----- Texto

Antonio está más interesado en acompañar las transformaciones del árbol que en capturarlo en una imagen de una vez y para siempre. Esta maravillado con el fluir indetenible, no quiere frenar la vida. El trabajo cinematográfico de Erice, entonces, es el tiempo-movimiento, diría G. Deleuze, que nos permite seguir a Antonio en su devenir membrillo.

El sol del membrillo reflexiona sobre el sentido del arte en un mundo en ruinas. Antonio sigue concentrado en su árbol, empeñado en la ejecución de ese acto de amor. ¿Sabe que su tarea es imposible? Seguramente, pero acaso es preferible esa manifestación de esperanza mientras el noticiero de la radio interrumpe la armonía para anunciar los acontecimientos de un conflicto en Medio Oriente, a punto de estallar la guerra del Golfo. A las intrigas políticas de los propietarios del mundo, el artista presenta el gesto de irrenunciable esperanza: los ciclos vitales continúan su ritmo a pesar de la muerte que propagan los gobiernos. La obra cinematográfica en sí, junto con el proceso creativo de Antonio, es una búsqueda de la belleza entre los vestigios de una civilización que avanza como una nube oscura sobre la tierra, que expande la sombra con la que asesina los matices de los membrillos del mundo.

----------

● Orden de trabajo 1: Según el texto sobre El sol del membrillo, ¿qué anuncia el noticiero de la radio?
● Orden de trabajo 2: Repite, por favor, el fragmento del texto sobre El sol del membrillo que va desde "Antonio está más" hasta "su devenir membrillo.".
● Orden de trabajo 3: Retoma el texto sobre El sol del membrillo y continúalo después de su última oración.

----- Información extraída

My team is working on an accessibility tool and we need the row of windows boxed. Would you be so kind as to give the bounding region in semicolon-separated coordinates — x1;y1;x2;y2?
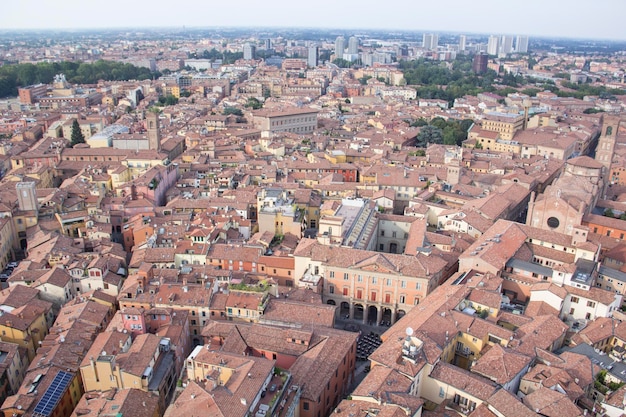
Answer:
328;285;420;305
329;271;422;290
570;297;596;308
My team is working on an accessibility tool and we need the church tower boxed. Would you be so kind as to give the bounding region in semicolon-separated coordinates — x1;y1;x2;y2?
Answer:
146;111;161;152
596;116;619;170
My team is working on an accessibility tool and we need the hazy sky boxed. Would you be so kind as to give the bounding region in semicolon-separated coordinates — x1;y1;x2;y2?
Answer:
0;0;626;40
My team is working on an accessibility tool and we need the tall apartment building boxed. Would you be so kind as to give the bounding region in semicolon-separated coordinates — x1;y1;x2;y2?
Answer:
335;36;346;59
472;52;489;74
307;46;320;68
499;35;513;55
487;35;500;55
348;36;359;55
515;35;528;54
254;108;317;134
243;43;256;59
422;33;439;50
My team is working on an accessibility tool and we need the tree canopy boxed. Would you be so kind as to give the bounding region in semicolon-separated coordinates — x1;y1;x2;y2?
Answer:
0;60;160;98
71;119;85;147
415;125;443;148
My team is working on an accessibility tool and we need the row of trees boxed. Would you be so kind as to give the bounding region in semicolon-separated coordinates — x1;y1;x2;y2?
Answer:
399;56;624;103
0;60;155;98
187;48;243;64
410;117;474;148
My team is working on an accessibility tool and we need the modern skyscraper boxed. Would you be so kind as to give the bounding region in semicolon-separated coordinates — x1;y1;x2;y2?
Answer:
335;36;346;59
348;36;359;55
499;35;513;55
515;35;528;54
307;46;320;68
422;33;433;49
243;43;256;59
430;33;439;50
487;35;500;55
472;52;489;74
459;35;467;51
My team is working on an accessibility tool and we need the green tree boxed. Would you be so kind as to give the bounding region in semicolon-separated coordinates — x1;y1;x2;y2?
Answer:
411;117;428;127
333;58;352;68
246;97;263;110
415;125;443;148
222;107;243;116
71;119;85;147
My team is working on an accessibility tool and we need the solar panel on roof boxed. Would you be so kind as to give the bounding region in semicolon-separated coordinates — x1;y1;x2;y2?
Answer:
34;371;73;416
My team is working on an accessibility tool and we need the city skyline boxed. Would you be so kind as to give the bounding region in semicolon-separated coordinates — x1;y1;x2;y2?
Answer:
0;0;626;40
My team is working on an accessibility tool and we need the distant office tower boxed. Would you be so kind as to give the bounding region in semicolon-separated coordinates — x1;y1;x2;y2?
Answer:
422;33;433;49
422;33;439;51
472;52;489;74
499;35;513;55
487;35;500;55
459;35;467;51
307;46;320;68
515;35;528;54
430;33;439;49
243;43;256;59
335;36;346;59
348;36;359;55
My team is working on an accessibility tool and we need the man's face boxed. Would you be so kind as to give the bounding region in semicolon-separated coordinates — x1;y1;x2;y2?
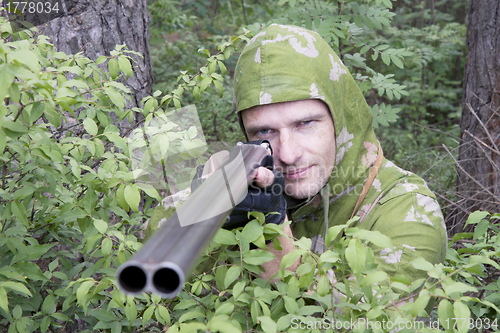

----------

● Respuesta de la tarea 1: Los acontecimientos de un conflicto en Medio Oriente, a punto de estallar la guerra del Golfo.

● Respuesta de la tarea 2:
Antonio está más interesado en acompañar las transformaciones del árbol que en capturarlo en una imagen de una vez y para siempre. Esta maravillado con el fluir indetenible, no quiere frenar la vida. El trabajo cinematográfico de Erice, entonces, es el tiempo-movimiento, diría G. Deleuze, que nos permite seguir a Antonio en su devenir membrillo.

● Respuesta de la tarea 3:
La persistencia de Antonio conmueve por su falta de oídos para con el informativo de la radio. El aparato está ahí, avisándole que nada tiene sentido, que no tiene importancia su tarea cuando la industria de la muerte exige el inicio de un nuevo evento. Todos sus sentidos están puestos en el membrillero, no pueden tocarlo las noticias, parado frente a la tela, apuntando con la vista en el detalle de la fruta, a la zaga de una verdad más poderosa.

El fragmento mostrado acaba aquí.